Document passage ->
******************************
Schmidt’s father had been randomly chosen for the job by a Bavarian prince, and now it was Frantz’s turn to carry the weight of the family legacy. Once marked, there was little hope of escape.

This entrapment meant that some families, over generations, became synonymous with the role. These dynasties spread across Europe, their names forever linked with death and punishment.

Yet, despite their importance for the state in maintaining the rule of law, executioners were outcasts. They lived on the edges of town, socially isolated from those they served. Marriage, for example, was often confined to their own kind, as no respectable family wanted to be linked to the grim work of the executioner.

Straddling the Line Between Respect and Fear

Frantz Schmidt’s diaries, revealed in Harrington’s book The Faithful Executioner: Life and Death, Honor and Shame in the Turbulent Sixteenth Century, reveal a paradoxical world. Executioners like him had to be skilled at their work. A botched execution — too many swings of the axe or a messy beheading — could spark a riot among the crowd, and sometimes the furious spectators would attack the executioner. In some cases, an executioner could face imprisonment or be stripped of his wages for failing to carry out his task cleanly.

Yet these men were more than instruments of death. Schmidt himself had aspirations beyond the block. He longed to be a doctor, treating far more patients than he executed.

“He had many, many more patients he healed than people he executed,” Harrington said.

Medieval executioners — maybe not that surprisingly given the nature of their jobs — often had a deep knowledge of human anatomy. Their understanding of the body made them not only effective executioners but also sought-after healers. Ironically, people who shunned them in public would seek them out in times of illness, when no one else could help.

Still, executioners existed in a strange twilight. The act of taking a life, even in the name of justice, was seen as corrupting. Joseph de Maistre, an 18th-century philosopher, once reflected on the executioner’s role with morbid fascination: “This head, this heart, are they made like ours? Do they not have something odd or foreign to our nature? Is he a man?”

Contrary to myth, executioners were rarely hooded. There was no need to hide their identities — everyone knew who they were. In some regions, they even wore special clothing to signify their grim role, ensuring they were visible, even off-duty.
******************************
Set of tasks ->
(A) Rewrite the stretch of the executioner passage from "Yet these men" through "than he executed.", swapping "doctor" for "physician".
(B) According to the passage about medieval executioners, who chose Schmidt's father for the job?
(C) Carry on the passage about medieval executioners from its last sentence.
The material after this point is separate from the executioner text.

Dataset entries
******************************
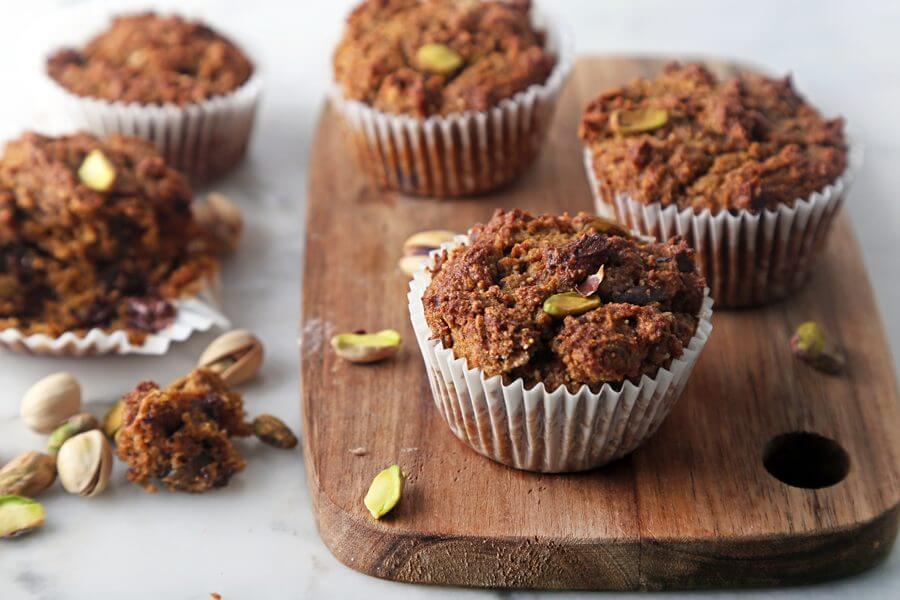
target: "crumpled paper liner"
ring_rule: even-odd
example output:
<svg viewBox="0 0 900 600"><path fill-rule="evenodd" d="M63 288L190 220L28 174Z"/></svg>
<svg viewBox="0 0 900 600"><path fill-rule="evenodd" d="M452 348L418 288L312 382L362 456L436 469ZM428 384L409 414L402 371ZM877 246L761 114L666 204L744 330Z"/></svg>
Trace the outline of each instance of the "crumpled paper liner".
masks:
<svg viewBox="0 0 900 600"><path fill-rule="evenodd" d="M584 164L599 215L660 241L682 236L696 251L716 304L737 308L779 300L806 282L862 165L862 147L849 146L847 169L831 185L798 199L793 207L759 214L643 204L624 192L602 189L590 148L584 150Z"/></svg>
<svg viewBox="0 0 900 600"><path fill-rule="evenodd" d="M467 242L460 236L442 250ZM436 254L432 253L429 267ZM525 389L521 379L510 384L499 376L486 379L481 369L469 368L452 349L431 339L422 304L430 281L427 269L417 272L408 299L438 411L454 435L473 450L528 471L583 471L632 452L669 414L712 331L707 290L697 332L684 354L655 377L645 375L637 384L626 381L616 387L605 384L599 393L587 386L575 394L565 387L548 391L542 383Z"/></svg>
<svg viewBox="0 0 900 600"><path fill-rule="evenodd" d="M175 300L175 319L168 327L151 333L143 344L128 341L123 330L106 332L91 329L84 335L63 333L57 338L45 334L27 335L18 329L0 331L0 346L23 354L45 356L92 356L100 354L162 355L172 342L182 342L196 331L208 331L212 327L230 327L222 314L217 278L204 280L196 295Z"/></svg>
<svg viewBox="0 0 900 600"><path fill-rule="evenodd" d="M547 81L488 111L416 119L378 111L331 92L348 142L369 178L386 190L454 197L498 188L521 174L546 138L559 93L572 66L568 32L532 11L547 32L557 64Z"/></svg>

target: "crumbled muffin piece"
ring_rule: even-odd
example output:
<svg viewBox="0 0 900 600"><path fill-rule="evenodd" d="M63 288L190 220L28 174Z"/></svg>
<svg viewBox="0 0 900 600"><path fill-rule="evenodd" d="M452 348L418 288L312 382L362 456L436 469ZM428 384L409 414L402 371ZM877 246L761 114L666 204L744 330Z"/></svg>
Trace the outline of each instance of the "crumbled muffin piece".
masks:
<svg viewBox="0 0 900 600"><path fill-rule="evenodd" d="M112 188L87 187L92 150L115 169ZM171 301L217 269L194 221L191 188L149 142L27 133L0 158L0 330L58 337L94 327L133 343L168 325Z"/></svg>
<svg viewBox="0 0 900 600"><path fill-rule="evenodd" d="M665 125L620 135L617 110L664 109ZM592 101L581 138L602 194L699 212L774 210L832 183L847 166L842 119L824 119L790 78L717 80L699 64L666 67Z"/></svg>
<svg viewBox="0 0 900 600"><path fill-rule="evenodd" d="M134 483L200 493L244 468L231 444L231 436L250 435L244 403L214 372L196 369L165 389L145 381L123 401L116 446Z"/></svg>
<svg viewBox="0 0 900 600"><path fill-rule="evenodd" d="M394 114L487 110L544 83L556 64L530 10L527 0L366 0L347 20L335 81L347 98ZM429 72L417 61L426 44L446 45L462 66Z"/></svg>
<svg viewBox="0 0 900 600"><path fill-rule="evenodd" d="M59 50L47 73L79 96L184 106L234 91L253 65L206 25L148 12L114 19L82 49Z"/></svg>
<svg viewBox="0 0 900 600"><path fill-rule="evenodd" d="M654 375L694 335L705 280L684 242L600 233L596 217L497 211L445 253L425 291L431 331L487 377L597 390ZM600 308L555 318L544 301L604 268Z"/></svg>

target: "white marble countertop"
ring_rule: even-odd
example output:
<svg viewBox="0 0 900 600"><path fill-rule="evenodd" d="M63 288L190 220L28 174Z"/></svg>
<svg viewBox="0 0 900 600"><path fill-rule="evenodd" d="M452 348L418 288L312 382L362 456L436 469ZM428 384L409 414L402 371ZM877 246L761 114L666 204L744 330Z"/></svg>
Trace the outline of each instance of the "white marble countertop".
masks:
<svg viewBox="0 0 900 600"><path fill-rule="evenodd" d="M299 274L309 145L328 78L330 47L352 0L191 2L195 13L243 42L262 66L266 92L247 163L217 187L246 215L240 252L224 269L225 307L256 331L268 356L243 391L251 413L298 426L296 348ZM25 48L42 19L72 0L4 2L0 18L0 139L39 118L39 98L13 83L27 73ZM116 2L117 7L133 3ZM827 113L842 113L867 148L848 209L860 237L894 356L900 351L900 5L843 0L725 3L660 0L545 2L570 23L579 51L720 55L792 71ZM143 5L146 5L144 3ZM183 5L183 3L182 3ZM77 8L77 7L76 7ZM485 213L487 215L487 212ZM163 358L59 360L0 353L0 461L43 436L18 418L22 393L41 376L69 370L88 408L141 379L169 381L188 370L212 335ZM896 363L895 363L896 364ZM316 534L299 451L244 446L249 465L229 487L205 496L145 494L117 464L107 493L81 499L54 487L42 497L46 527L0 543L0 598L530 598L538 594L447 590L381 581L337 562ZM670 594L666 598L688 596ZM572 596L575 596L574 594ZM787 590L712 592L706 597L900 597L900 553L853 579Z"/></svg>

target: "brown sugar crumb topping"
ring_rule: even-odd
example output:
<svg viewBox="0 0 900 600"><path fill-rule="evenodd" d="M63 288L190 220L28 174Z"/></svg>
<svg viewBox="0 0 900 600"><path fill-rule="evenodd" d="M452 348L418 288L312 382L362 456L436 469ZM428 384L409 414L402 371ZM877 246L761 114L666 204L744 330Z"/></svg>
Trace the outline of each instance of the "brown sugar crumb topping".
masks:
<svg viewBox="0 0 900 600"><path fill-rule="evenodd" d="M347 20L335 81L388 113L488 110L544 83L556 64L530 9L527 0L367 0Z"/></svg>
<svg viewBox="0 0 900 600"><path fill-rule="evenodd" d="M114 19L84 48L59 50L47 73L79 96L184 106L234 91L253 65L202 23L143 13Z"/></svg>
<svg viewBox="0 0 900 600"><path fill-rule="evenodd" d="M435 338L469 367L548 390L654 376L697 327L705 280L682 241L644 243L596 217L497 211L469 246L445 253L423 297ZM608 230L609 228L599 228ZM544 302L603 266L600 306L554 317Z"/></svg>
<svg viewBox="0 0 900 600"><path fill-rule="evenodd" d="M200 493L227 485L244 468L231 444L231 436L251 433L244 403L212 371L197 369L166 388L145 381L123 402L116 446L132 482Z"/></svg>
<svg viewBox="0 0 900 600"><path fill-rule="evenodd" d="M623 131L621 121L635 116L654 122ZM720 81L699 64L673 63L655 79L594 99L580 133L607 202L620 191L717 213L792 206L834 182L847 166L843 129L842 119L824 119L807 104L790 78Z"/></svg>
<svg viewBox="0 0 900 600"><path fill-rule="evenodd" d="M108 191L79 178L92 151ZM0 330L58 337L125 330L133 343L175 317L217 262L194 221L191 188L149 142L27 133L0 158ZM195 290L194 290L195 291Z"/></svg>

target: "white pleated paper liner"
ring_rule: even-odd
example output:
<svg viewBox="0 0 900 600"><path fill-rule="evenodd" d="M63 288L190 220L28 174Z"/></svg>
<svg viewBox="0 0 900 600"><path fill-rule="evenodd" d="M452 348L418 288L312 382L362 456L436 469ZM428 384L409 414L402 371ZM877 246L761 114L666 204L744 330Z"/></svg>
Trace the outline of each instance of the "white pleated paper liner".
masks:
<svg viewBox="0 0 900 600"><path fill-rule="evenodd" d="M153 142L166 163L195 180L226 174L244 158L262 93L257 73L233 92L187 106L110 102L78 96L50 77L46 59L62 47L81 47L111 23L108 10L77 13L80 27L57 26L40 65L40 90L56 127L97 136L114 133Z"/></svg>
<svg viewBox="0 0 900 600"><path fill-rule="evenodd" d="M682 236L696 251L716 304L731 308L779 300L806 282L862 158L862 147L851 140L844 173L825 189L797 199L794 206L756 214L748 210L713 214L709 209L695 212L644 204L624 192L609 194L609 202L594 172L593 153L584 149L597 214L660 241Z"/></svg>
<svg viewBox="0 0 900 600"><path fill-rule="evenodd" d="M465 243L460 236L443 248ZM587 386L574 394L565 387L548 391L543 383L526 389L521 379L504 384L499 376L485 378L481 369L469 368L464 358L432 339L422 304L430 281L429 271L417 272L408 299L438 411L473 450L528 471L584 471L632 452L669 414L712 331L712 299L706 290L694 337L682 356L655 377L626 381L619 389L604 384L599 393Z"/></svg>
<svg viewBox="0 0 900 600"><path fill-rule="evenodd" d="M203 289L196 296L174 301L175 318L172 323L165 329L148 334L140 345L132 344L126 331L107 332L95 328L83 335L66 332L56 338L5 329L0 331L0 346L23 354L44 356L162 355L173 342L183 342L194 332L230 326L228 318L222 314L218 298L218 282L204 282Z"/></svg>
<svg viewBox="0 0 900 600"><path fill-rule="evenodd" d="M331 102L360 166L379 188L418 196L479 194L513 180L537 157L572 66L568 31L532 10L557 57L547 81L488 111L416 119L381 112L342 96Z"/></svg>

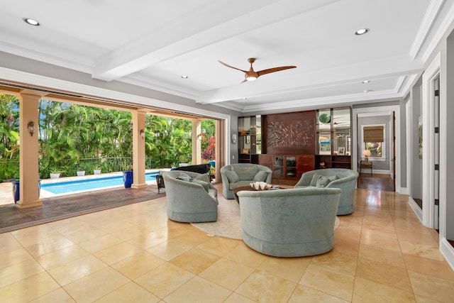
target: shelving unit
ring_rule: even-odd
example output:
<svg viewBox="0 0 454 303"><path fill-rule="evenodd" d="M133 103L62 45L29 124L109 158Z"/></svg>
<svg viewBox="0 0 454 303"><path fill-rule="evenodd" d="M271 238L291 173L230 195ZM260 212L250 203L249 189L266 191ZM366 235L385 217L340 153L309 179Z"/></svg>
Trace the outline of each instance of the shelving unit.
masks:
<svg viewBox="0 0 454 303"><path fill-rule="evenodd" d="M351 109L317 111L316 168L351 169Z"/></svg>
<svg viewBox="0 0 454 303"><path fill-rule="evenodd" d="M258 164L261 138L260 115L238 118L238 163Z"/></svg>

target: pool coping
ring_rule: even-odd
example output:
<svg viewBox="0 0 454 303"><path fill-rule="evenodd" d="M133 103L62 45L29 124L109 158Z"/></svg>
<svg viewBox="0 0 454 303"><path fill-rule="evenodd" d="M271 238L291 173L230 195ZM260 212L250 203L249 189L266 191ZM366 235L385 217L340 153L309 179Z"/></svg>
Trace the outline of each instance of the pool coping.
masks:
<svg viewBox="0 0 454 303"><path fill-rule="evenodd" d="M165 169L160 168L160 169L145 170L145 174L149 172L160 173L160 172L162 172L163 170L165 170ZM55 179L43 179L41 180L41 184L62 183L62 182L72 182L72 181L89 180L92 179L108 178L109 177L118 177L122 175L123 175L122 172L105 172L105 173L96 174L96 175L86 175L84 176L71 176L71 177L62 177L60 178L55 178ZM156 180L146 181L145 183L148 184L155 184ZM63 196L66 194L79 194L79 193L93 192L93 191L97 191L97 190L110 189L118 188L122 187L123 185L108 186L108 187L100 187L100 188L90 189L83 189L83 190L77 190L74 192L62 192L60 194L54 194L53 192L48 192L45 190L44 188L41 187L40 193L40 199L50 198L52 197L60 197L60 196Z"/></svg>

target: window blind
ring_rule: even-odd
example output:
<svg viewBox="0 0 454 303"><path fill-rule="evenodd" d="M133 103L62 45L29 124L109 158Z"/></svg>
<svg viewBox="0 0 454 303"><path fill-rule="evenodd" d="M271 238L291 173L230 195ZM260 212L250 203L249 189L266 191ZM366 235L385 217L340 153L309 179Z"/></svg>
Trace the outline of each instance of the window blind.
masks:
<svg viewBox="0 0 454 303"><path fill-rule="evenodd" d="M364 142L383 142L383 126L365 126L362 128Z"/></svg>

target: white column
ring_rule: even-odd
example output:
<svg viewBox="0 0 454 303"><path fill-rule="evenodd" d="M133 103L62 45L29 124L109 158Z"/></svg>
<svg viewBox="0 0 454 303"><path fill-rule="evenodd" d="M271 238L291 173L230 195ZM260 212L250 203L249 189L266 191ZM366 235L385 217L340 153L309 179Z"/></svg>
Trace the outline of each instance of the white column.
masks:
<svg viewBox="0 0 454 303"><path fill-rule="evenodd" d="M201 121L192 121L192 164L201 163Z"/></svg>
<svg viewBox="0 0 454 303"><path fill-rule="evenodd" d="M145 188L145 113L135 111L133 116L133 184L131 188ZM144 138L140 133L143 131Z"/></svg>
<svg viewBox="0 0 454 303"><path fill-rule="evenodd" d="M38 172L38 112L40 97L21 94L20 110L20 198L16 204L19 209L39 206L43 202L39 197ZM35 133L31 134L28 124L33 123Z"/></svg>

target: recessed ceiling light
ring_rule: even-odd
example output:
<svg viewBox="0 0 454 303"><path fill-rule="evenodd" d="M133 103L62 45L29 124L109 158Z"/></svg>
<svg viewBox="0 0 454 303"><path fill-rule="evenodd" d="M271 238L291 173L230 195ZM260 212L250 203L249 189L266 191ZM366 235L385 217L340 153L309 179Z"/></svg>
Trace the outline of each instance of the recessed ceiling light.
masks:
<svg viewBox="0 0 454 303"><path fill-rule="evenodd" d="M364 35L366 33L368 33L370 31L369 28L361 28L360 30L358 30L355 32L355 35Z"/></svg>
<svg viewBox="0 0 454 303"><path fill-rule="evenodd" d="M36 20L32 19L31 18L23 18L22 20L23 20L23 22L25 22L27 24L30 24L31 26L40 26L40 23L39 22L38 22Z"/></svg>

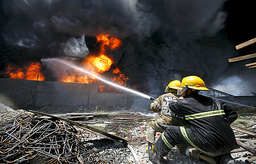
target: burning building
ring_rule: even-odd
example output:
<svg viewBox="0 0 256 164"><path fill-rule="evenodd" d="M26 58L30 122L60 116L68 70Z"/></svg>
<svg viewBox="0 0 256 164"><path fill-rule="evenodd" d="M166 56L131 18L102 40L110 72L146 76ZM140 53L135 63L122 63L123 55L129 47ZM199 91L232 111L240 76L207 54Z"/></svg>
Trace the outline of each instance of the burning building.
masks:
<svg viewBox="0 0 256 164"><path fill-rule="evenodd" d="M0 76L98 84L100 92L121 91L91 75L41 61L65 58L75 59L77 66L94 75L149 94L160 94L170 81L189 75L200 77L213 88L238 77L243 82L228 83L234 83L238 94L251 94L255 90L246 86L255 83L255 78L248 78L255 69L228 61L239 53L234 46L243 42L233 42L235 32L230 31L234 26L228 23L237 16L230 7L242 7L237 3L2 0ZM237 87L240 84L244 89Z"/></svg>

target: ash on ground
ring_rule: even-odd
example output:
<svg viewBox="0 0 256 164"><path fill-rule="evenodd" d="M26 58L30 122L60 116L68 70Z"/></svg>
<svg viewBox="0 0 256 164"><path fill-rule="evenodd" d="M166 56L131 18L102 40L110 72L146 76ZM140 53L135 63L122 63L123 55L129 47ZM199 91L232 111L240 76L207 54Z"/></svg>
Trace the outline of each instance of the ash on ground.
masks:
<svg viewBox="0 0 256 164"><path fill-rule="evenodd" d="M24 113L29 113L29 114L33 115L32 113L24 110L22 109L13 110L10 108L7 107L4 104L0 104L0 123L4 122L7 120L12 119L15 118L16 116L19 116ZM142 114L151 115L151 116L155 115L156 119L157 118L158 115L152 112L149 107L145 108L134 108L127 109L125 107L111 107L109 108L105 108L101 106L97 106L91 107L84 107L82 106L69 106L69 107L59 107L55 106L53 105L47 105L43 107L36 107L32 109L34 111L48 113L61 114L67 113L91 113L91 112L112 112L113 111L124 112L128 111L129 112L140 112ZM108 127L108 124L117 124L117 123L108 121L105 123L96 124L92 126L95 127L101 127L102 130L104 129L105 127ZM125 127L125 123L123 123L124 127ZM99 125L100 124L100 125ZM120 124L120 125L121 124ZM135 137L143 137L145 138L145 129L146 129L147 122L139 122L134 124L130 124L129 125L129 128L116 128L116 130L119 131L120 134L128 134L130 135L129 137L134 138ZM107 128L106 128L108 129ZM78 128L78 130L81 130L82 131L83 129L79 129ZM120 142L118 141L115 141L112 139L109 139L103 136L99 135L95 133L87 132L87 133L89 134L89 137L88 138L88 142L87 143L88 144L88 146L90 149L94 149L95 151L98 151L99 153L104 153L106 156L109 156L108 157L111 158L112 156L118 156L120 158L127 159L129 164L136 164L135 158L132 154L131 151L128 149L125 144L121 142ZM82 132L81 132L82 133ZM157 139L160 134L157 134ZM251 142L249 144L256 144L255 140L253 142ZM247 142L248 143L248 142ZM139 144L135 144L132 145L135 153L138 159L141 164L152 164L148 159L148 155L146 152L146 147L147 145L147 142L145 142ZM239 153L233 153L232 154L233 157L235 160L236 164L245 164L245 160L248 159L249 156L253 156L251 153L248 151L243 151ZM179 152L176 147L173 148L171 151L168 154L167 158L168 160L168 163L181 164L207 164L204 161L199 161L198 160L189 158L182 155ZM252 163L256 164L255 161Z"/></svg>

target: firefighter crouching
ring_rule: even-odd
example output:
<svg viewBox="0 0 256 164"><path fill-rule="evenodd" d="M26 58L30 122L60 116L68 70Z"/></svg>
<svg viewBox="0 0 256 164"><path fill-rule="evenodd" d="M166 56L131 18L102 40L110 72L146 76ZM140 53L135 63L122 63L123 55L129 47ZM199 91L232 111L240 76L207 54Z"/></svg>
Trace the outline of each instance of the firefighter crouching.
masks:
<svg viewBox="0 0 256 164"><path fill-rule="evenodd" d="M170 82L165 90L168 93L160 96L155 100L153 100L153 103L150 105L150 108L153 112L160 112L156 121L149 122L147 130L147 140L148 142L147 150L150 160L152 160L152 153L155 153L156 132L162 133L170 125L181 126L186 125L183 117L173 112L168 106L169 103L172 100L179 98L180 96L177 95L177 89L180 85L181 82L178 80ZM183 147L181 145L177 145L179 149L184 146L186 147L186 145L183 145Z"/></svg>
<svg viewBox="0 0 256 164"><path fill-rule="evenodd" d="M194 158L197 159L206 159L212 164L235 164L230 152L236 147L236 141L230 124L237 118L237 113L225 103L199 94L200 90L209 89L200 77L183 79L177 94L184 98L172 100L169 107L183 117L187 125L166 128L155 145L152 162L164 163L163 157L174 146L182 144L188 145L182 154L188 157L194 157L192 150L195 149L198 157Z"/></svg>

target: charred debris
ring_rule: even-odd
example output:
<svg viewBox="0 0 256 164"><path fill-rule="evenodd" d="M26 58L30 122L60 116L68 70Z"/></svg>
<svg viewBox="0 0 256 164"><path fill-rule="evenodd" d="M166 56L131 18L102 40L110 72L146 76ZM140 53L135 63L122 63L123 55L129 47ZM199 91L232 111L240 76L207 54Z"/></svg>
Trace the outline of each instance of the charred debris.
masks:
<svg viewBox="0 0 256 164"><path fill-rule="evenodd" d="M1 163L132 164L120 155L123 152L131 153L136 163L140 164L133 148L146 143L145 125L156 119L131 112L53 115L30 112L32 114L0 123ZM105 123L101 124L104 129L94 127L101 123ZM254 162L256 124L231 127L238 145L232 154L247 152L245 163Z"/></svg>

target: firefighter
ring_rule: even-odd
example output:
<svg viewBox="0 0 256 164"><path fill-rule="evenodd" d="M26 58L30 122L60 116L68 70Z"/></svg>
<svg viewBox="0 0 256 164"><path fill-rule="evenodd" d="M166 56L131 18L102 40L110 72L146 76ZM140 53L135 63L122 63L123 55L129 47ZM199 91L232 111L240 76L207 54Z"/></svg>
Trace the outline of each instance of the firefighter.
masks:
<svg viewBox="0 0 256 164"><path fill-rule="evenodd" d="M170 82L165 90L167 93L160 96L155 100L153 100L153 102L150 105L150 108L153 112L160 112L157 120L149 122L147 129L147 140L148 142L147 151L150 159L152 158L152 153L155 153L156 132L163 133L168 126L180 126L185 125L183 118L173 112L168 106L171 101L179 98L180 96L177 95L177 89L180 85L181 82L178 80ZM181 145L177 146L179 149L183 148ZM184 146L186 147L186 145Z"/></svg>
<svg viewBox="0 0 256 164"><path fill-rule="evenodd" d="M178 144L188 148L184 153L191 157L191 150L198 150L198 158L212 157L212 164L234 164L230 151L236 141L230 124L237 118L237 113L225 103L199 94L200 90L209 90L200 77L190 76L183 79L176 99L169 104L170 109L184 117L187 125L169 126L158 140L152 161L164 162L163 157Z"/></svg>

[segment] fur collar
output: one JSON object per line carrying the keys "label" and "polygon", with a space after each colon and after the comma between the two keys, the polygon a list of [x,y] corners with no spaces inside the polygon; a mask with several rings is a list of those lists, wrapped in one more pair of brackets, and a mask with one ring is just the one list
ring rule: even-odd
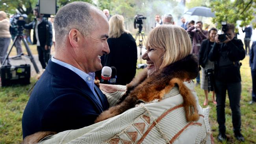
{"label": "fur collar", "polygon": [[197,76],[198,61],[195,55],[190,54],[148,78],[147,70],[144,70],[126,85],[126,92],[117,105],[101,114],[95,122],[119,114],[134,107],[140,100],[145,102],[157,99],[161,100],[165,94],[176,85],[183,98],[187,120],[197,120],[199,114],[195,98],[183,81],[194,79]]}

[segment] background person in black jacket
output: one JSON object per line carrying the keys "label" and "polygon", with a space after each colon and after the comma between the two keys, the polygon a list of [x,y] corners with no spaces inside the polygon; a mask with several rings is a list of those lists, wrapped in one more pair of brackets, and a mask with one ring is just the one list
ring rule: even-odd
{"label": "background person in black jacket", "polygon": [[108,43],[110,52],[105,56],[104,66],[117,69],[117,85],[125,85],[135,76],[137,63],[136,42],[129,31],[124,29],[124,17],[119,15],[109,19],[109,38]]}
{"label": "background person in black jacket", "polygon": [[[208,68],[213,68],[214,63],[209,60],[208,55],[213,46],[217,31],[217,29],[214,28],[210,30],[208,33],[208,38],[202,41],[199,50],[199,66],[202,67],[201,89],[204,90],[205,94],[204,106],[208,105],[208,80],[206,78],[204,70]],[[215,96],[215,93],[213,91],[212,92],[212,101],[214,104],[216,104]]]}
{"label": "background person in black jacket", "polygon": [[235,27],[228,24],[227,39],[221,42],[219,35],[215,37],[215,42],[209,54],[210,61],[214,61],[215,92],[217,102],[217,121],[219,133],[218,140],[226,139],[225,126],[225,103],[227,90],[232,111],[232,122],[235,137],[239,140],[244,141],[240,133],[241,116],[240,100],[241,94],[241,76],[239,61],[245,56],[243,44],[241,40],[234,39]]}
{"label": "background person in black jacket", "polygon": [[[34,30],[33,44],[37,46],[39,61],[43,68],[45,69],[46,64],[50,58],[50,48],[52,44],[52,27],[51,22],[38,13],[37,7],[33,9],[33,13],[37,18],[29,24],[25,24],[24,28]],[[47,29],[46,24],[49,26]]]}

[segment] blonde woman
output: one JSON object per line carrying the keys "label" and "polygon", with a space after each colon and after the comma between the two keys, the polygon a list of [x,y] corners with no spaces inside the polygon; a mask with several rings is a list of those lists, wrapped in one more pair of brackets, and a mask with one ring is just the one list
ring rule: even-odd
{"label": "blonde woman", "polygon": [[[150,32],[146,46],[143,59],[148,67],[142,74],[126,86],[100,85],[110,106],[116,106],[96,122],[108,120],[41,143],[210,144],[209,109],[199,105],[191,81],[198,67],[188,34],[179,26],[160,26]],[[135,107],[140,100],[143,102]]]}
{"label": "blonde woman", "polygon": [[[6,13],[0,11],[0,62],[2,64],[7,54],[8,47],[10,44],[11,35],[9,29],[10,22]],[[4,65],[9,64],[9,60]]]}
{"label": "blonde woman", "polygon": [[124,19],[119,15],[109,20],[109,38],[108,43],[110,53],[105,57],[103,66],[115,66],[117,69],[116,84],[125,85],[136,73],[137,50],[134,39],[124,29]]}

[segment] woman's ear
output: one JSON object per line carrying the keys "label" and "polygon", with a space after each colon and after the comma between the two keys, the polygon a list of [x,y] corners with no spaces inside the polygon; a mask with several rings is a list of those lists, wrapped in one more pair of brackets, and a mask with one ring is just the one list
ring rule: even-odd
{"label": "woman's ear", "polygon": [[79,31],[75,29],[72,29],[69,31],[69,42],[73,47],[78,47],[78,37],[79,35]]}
******************************
Written answers ->
(A)
Yet these men were more than instruments of death. Schmidt himself had aspirations beyond the block. He longed to be a physician, treating far more patients than he executed.

(B) A Bavarian prince chose him at random.

(C)
More Than Dealers of Death

For medieval executioners, death was not the only business. In many cities, their duties expanded far beyond the scaffold. They were tasked with overseeing torture, cleaning cesspools, managing stray animals, and even taxing prostitutes and lepers. These unsavory tasks helped make ends meet since executions, while public and highly visible, were infrequent. In fact, many executioners supplemented their income by working as knackers, meaning they were in the business of disposing of dead animals.

The grim work of execution and the dirty tasks no one else would take on cemented their status as social outcasts. So, they were essential, yet untouchable. In Japan, executioners came from the lowest social caste, and in the Ottoman Empire, only Roma gypsies could serve as executioners. Their brutal methods (which included impaling) were feared by all.

Despite this, some executioners managed to break through the barriers of their social status. Schmidt himself became the official executioner of Bamberg, a prestigious and well-paid position that afforded him a comfortable life. He lived in a large house with his family and earned a generous salary.

But his success could not erase the stigma attached to his profession. He spent his later years petitioning the authorities to release his children from the family’s grim legacy — and he succeeded, ending the “family curse”.

Frantz Schmidt’s story is just one of many that paint a fuller picture of the medieval executioner. For all the gruesome nature of their vocation, executioners were, in the end, a reflection of the times in which they lived: brutal, unforgiving, and deeply conflicted.

And while society may have needed them to maintain order, the men behind the blade bore a far heavier burden—the curse of a job that no one wanted but they could never escape.